Problem details
Each line containing the string "dirt" should be copied out of the entries.

Region pointing data:
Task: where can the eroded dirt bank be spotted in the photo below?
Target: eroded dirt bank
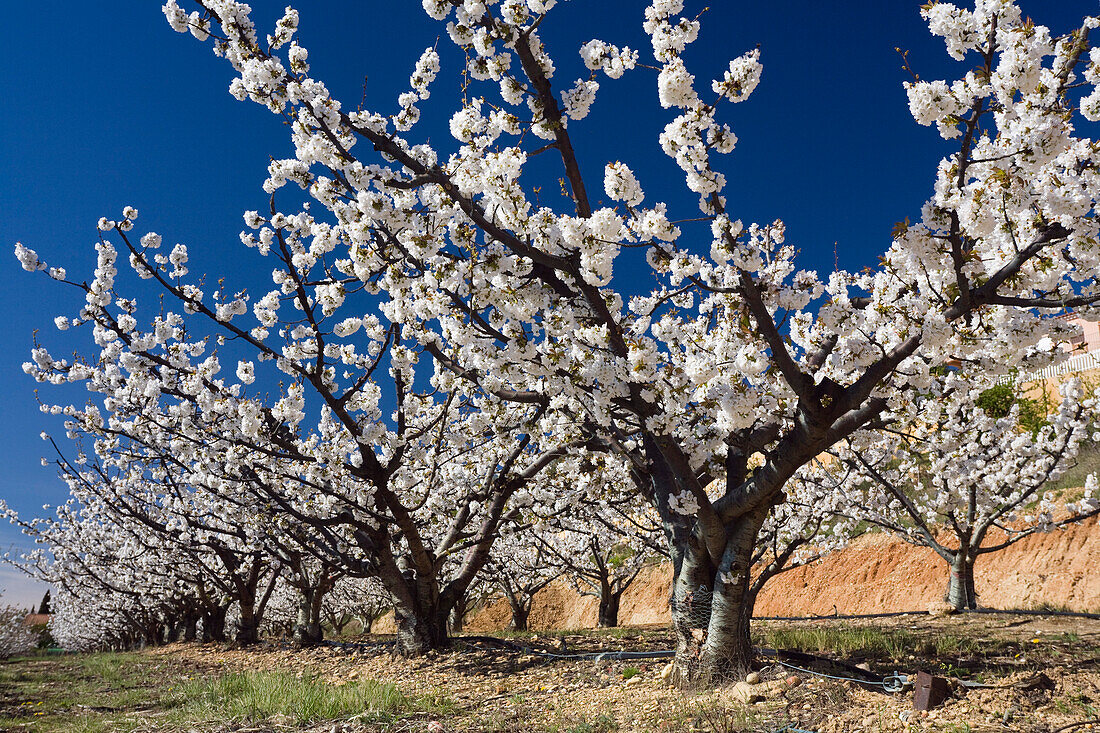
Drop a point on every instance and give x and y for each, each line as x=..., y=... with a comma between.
x=876, y=573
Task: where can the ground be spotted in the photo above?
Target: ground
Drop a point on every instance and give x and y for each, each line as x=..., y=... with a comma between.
x=1042, y=674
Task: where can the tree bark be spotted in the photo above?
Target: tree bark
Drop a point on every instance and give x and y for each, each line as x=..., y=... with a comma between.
x=213, y=624
x=712, y=605
x=960, y=593
x=608, y=608
x=190, y=627
x=419, y=633
x=307, y=630
x=520, y=614
x=248, y=630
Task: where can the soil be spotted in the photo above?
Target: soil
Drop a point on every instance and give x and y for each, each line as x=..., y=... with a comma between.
x=877, y=573
x=1037, y=675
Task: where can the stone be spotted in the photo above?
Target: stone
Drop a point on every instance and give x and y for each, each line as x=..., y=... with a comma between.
x=746, y=693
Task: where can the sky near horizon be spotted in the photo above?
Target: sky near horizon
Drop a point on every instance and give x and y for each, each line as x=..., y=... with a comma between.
x=108, y=107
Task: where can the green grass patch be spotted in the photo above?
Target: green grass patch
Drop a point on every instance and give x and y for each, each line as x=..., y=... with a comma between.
x=101, y=692
x=257, y=696
x=868, y=642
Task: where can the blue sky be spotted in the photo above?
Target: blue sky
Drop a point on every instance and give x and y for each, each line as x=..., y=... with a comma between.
x=108, y=107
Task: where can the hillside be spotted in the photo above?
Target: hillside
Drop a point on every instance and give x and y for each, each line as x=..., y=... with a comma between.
x=876, y=573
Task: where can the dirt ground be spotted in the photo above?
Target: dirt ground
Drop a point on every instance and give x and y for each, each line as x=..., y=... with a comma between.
x=1027, y=674
x=876, y=573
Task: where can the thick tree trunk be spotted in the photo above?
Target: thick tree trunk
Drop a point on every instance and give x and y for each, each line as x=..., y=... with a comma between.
x=213, y=624
x=520, y=614
x=307, y=630
x=190, y=627
x=960, y=593
x=248, y=628
x=419, y=633
x=712, y=606
x=608, y=608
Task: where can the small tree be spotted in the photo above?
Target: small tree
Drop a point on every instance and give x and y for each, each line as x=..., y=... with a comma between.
x=948, y=472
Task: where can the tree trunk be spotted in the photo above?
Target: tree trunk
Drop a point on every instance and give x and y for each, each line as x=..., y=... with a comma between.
x=213, y=624
x=190, y=627
x=419, y=633
x=712, y=606
x=608, y=608
x=307, y=630
x=960, y=593
x=248, y=630
x=520, y=613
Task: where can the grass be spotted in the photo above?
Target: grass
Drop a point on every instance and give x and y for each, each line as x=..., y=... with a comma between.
x=257, y=696
x=868, y=642
x=100, y=692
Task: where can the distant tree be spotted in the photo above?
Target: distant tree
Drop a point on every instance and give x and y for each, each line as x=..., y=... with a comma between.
x=948, y=472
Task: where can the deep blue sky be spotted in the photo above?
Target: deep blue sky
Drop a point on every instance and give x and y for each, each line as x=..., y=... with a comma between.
x=107, y=106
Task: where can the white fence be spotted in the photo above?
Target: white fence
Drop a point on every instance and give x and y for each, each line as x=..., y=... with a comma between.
x=1081, y=362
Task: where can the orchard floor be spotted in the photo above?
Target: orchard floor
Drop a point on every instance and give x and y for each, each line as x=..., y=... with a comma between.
x=1044, y=676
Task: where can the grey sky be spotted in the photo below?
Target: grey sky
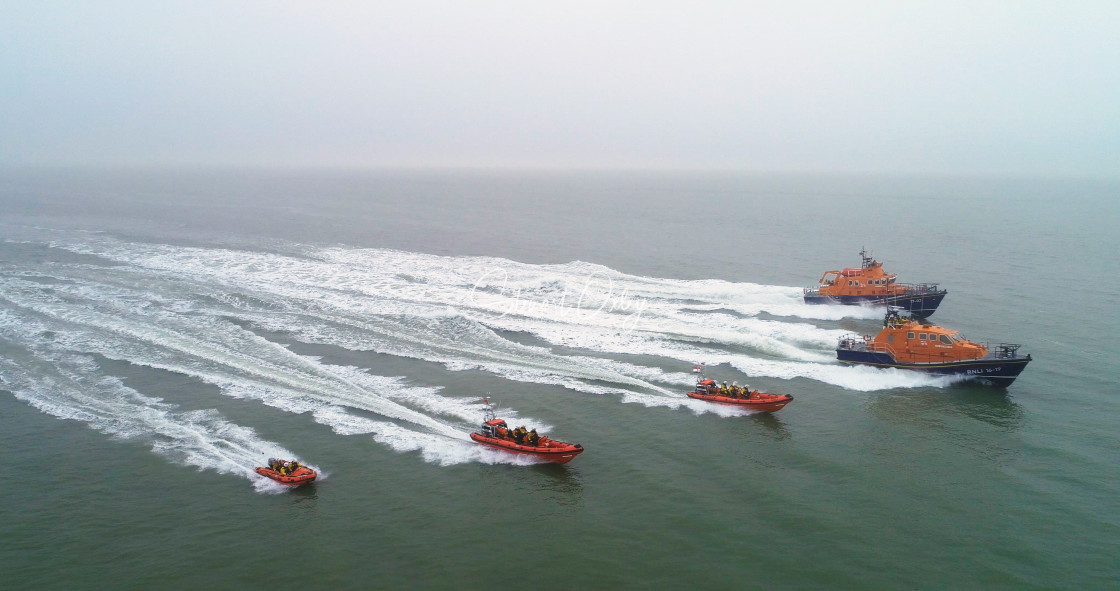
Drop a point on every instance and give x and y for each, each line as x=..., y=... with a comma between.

Expected answer
Task: where can the eroded dirt bank be spotted in the photo below?
Target: eroded dirt bank
Task: where can the dirt ground be spotted in the photo above?
Target: dirt ground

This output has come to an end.